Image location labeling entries
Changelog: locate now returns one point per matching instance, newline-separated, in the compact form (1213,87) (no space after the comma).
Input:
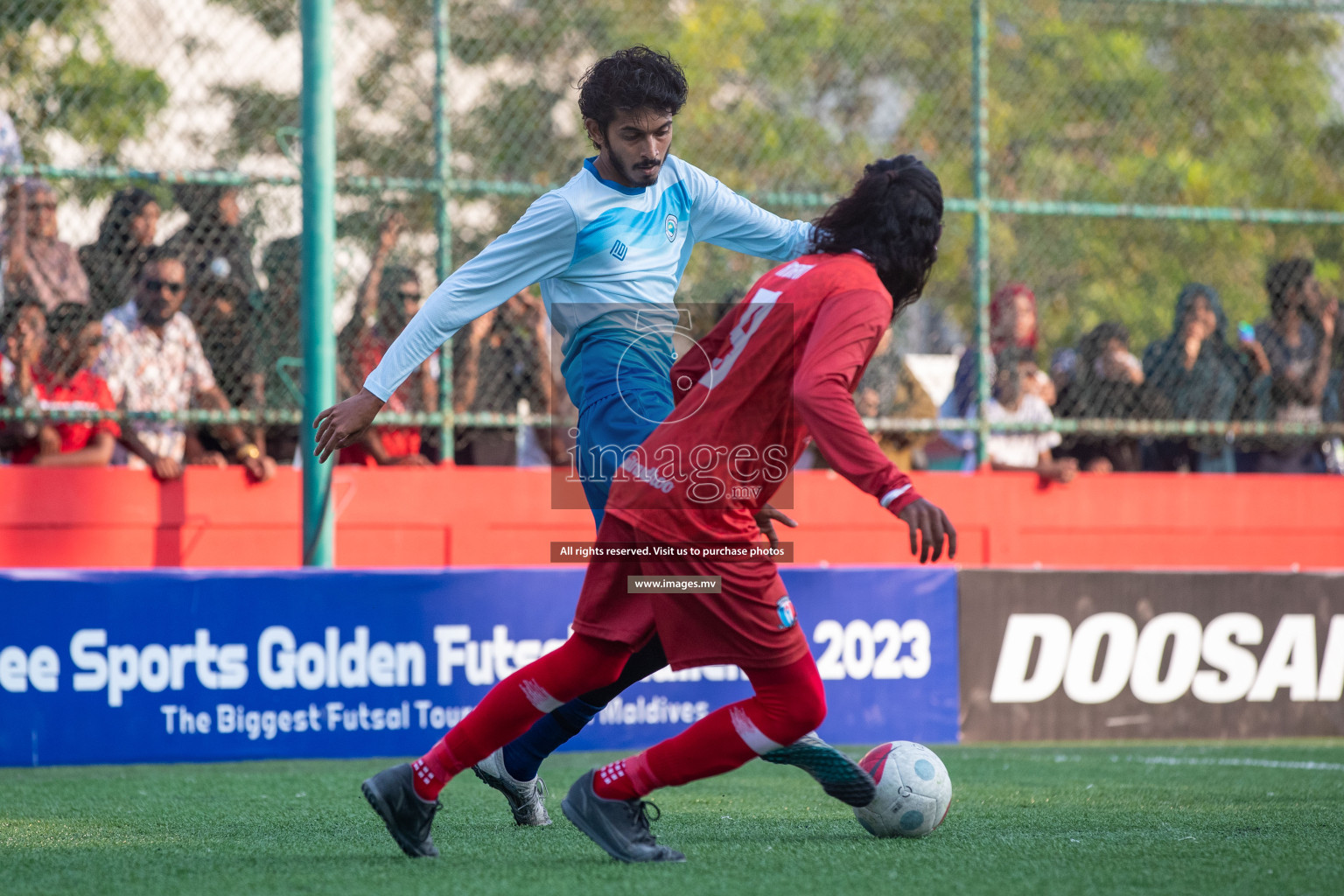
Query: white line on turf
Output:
(1233,760)
(1206,760)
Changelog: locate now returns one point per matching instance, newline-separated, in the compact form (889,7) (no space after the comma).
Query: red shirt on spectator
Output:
(85,391)
(398,441)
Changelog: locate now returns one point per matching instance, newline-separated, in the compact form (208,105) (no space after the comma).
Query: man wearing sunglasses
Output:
(153,361)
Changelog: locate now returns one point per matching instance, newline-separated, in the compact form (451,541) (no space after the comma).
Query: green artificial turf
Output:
(1038,820)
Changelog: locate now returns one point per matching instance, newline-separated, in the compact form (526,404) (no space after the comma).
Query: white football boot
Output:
(526,798)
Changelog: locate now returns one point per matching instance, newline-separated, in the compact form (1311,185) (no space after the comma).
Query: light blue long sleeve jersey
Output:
(609,260)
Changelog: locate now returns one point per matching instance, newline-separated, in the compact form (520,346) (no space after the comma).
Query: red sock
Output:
(789,702)
(514,704)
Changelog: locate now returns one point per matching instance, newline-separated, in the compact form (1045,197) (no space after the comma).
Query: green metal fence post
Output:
(443,223)
(980,97)
(318,124)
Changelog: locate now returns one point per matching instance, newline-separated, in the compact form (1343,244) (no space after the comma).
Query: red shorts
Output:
(750,624)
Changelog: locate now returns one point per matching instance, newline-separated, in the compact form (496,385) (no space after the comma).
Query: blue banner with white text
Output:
(173,665)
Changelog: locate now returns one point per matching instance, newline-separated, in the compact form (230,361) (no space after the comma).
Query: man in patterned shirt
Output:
(153,361)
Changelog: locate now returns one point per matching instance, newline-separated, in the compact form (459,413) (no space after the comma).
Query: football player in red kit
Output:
(779,369)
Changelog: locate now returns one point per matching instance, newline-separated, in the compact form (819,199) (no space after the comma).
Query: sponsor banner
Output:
(185,665)
(1062,655)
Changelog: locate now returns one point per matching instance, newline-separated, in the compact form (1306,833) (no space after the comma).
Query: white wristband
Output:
(892,494)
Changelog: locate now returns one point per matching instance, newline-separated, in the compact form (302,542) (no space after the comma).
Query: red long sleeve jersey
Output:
(780,367)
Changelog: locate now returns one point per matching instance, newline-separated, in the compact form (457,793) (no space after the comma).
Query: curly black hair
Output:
(894,216)
(1283,278)
(632,78)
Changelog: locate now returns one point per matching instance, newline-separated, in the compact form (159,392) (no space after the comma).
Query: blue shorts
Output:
(609,427)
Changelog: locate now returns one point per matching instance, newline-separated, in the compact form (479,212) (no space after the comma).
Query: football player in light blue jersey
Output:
(608,250)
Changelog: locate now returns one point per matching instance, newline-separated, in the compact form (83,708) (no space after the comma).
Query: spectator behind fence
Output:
(1298,339)
(278,348)
(1012,324)
(211,243)
(1332,406)
(388,300)
(38,265)
(1196,376)
(228,331)
(65,381)
(1106,382)
(504,359)
(889,388)
(23,329)
(153,361)
(125,236)
(1013,403)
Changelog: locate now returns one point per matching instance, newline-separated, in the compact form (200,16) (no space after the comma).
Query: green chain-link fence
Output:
(1109,158)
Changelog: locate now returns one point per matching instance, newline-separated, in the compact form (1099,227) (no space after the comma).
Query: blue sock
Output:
(523,757)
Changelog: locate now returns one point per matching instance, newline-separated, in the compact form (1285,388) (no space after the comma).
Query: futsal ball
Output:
(913,790)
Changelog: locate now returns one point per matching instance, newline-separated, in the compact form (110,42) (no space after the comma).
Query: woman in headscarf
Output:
(1108,383)
(125,236)
(1199,376)
(40,266)
(213,243)
(1012,324)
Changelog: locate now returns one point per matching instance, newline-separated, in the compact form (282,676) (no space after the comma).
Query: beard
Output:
(646,176)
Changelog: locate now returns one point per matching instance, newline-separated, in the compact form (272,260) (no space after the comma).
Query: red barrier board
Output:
(501,516)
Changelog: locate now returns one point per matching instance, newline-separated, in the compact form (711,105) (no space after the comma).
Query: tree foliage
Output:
(58,73)
(1112,102)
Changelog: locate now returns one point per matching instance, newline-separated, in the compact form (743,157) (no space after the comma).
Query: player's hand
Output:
(341,424)
(260,468)
(766,517)
(928,528)
(165,469)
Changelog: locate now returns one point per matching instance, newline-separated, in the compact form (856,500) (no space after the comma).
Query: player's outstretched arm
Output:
(536,248)
(843,339)
(766,517)
(343,424)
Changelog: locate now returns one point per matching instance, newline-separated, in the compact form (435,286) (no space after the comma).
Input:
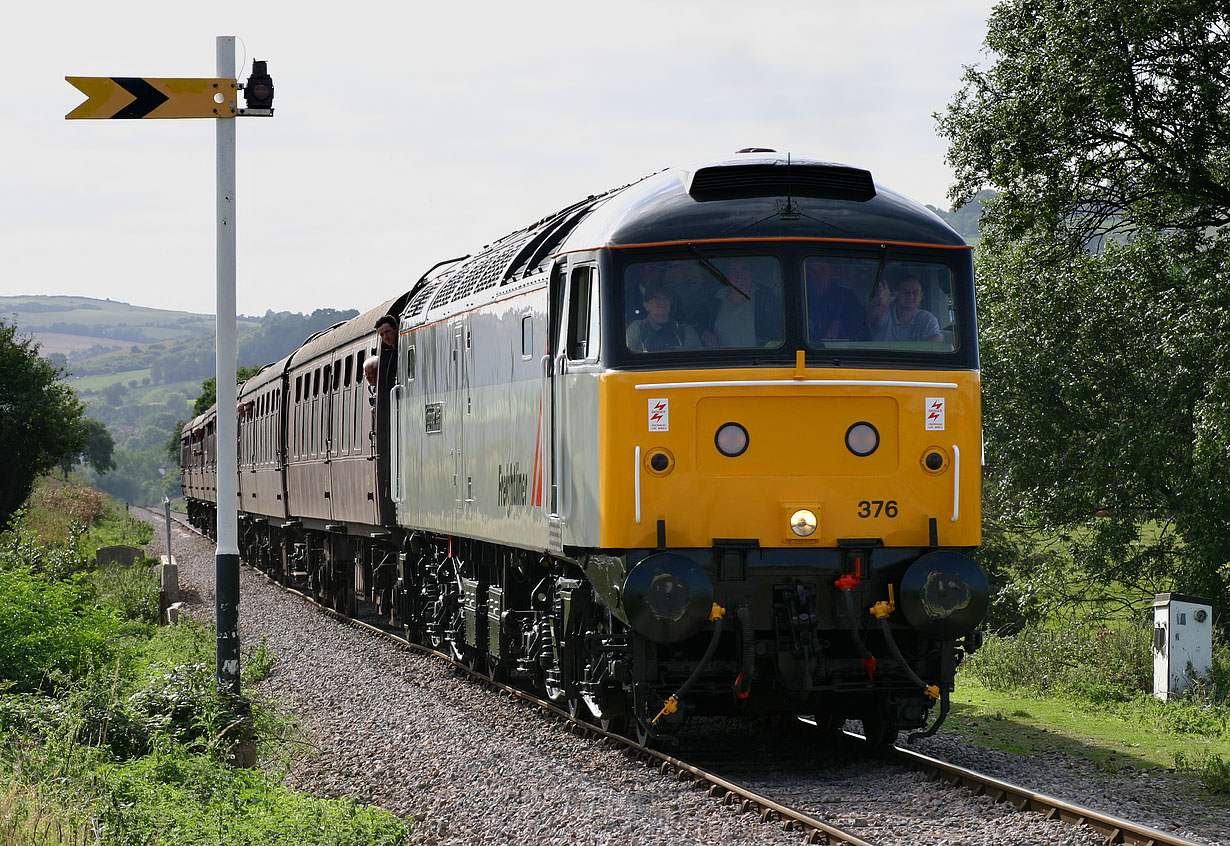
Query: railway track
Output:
(727,788)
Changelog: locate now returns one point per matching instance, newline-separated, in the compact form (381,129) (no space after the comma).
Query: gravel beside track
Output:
(404,732)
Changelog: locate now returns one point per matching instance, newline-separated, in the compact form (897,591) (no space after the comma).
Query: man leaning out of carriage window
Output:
(657,332)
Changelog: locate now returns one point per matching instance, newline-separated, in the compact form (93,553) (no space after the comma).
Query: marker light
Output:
(862,439)
(731,439)
(802,523)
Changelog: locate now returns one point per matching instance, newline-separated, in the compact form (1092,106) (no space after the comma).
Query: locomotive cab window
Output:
(704,303)
(851,303)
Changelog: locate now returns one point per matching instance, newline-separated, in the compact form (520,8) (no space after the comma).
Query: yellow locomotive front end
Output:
(791,458)
(789,477)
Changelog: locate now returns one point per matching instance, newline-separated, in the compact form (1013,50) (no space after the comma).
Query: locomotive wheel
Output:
(613,724)
(880,728)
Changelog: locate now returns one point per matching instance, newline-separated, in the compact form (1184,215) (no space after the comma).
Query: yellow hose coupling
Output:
(672,705)
(883,609)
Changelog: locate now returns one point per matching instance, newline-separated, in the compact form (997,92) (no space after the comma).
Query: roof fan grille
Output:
(821,181)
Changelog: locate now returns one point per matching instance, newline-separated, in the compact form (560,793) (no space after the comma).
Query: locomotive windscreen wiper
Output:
(712,268)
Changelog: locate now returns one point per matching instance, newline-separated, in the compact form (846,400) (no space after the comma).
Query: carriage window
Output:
(910,308)
(732,303)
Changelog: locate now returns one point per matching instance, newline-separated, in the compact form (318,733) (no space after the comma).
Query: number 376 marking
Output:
(877,507)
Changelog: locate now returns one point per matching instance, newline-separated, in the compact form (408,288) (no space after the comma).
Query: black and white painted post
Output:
(126,97)
(226,562)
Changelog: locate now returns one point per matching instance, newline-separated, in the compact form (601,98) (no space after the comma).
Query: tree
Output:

* [Task goal]: Copy the records word for word, leaving no picture in the copy.

* [In response]:
Changelog: locate now returns one point per matching instance, newline-separated, in the compact form (1213,87) (no space after the comma).
Input:
Query: white line on turf
Output:
(1233,760)
(1206,760)
Changelog: locate now returns one point per matching instance, newline-separated, in the compact form (889,7) (no space after the comma).
Query: red shirt on spectator
Output:
(85,391)
(398,441)
Changelog: locate now returns one point per matching instance, newline-separated, in the compact form (208,105) (no space after the comma).
Query: man wearing sunglasses
Output:
(153,361)
Changelog: locate now returns one point per matching instance, newline-separated, in the compact form (451,541) (no space after the comma).
Query: green artificial turf
Output:
(1038,820)
Changelog: locate now returns one point per matching instance, newline-separated, in the compact form (526,404) (no space after the comma).
Query: white football boot
Output:
(526,798)
Changelog: locate now returns one point per matching instance, newline-separated, in the compact form (1311,185) (no space after the comma).
Query: light blue long sleeve jersey
Output:
(609,260)
Changelog: locate now returns one point per matching instance, newline-separated, in the compact form (520,346) (no space after the comma).
Query: red sock
Output:
(789,702)
(514,704)
Changelog: locate now returns one point per matching instance, newline-separated, in the compact form (1045,197) (no space after the comma).
Query: green metal fence post
Output:
(443,223)
(980,97)
(318,124)
Changelog: locate now returns one point per matching instance, newline-separated, in the compact form (1343,244) (no space after the comma).
Query: red shorts
Output:
(750,624)
Changelog: locate now returns one point per matching instance, newline-separated, in the compact form (496,385) (no space after the comma).
Query: blue banner with white text
Output:
(173,665)
Changelog: locate now returns one point per matching instance, newline-separated, in the compact form (230,361) (no space after the comma).
Query: man in patterned shirt
Output:
(153,361)
Changelog: locate now returns one point per matching instance, newline-separated, in the compact form (459,413) (no space after the comma).
Query: football player in red kit
Output:
(779,369)
Changelog: locate now returns one point per matching instance, newline-separated, in the compact form (819,199) (no space after the comma).
Query: sponsor banner
Output:
(185,665)
(1062,655)
Changelog: locate now returns one point per matching instance, newline-separated, in the compact form (1306,833) (no space after the comma).
Query: white wristband
Output:
(892,494)
Changelog: locate now returns one point per matching instance, newline-separated, in the compact form (302,542) (no space after the comma).
Query: red long sleeve jersey
Output:
(780,367)
Changelog: locate now returns one point per matching instance, newline-separated, in the compact form (457,793) (no space after the comma).
Query: curly black hair
Output:
(894,216)
(1283,278)
(632,78)
Changelog: locate now returns one point per matching instance, newline-separated, in the compact form (159,392) (no space after the comma).
Query: blue shorts
Output:
(609,427)
Changelog: locate now returns one point per matching instance, newline-separated, in the compact form (479,212) (no space after the comma).
Query: football player in light blue jersey
Output:
(608,250)
Changelog: locate now returns one point per matching instance, newline-separated, in the compact form (83,708) (no space after the comma).
Query: spectator behind fence
Output:
(1298,339)
(278,348)
(1012,324)
(211,243)
(1332,406)
(388,300)
(38,265)
(1196,376)
(228,331)
(65,381)
(1106,382)
(504,359)
(889,388)
(23,329)
(153,361)
(125,236)
(1013,403)
Changelog: locate now returns one point per matching instance, newline-separated, in the compact form (200,16) (no space after the comma).
Query: green chain-link fence
Output:
(1109,158)
Changelog: locate now returns one point per matching instance, newline-separated, in the compact form (1099,227) (no space after the comma).
Query: blue sock
Output:
(523,757)
Changelog: locate now returns one point per matching instance, newline-separated, in the compact form (1285,388) (no space after the comma).
Query: futsal ball
Output:
(913,790)
Changelog: locate now returns one point per matching instance, newline-separated, in the compact form (110,42) (no space after the comma).
Query: woman in headscarf
Output:
(1108,383)
(125,236)
(1199,376)
(40,266)
(213,243)
(1012,324)
Changelog: locate now returns one point per matching instance, newline-separated, in the compact form (282,676) (no space after the comma).
Query: beard
Output:
(646,176)
Changelog: locate now returns one point per matching instance, newline-separated, in the compact form (272,260) (no space after the comma).
Query: red barrier board
Output:
(501,516)
Changelog: locate now returns one point per matching instance, newline-separated, in the compact form (711,105) (no space after the comma).
Query: tree foliage
Output:
(58,73)
(1112,102)
Changelog: locate now returns one point per matching instance, newline-separated, in the compact form (743,157) (no space after the comma).
Query: player's hand
Output:
(341,424)
(260,468)
(766,517)
(928,528)
(165,469)
Changelog: locate now returns one point per matching instance, newline-separated, in the compact form (856,500) (no space after the comma).
Query: player's outstretched arm
Output:
(536,248)
(843,339)
(766,517)
(343,424)
Changelog: locate now returns one point per matching instance, newline-separated, in the compact form (435,286) (no space after the comma).
Input:
Query: railway track
Output:
(727,788)
Changelog: locate now returns one point per matching instance, newline-separated, in the compact form (381,129) (no space after the comma).
Query: gravel beside track
Output:
(404,732)
Changelog: locate now returns one point per matching instance, newline-separated, in the compact form (897,591) (no space after the comma).
Query: man leaning out of carriage window
Output:
(657,332)
Changelog: locate now returns one point per matching instance, newline-separated, in the compact form (93,553) (no space after the comma).
Query: marker light
Output:
(862,439)
(731,439)
(802,523)
Changelog: locate now returns one point per matching instance, newline-separated, in the compact form (1092,106) (no space after the comma).
Query: locomotive cab window
Output:
(704,303)
(851,303)
Changelog: locate now returns one point per matching instance, newline-separated, in the compact form (520,8) (no space after the comma).
Query: yellow locomotive front end
Output:
(791,458)
(789,477)
Changelog: locate now returns one point per matching instance, newline-separated, in the compact form (1013,50) (no space after the comma).
Query: locomotive wheel
Output:
(613,724)
(880,728)
Changelog: locate now returns one point per matching instance, newline-separated, in the compact form (1184,215) (no space after the comma).
Query: yellow hose coupling
Output:
(672,705)
(883,609)
Changelog: locate now returns one point per matching instance, newline-separated, in the compact form (997,92) (no space after the comma).
Query: roof fan grille
Output:
(821,181)
Changelog: locate now returns one point per matching instance, newline-separated, in the compact form (560,793) (no space after the comma).
Query: locomotive windscreen wiper
Output:
(712,268)
Changelog: locate now returns one point per matching instance, newline-separated, in the compact form (846,400) (no space after the comma).
Query: carriage window
Output:
(910,308)
(732,303)
Changelog: locate now returns one point per matching instance, newline-separated, in the compact form (318,733) (no space after the comma).
Query: number 376 marking
Output:
(877,507)
Changelog: locate now returns one point per matching instance, newline-separated, in the compact form (408,288) (no space after the comma).
Query: black and white painted post
Output:
(126,97)
(226,562)
Changelog: locate now returns one point per matching instance, newline-separated, in the compact form (601,98) (no space after the comma).
Query: tree
Output:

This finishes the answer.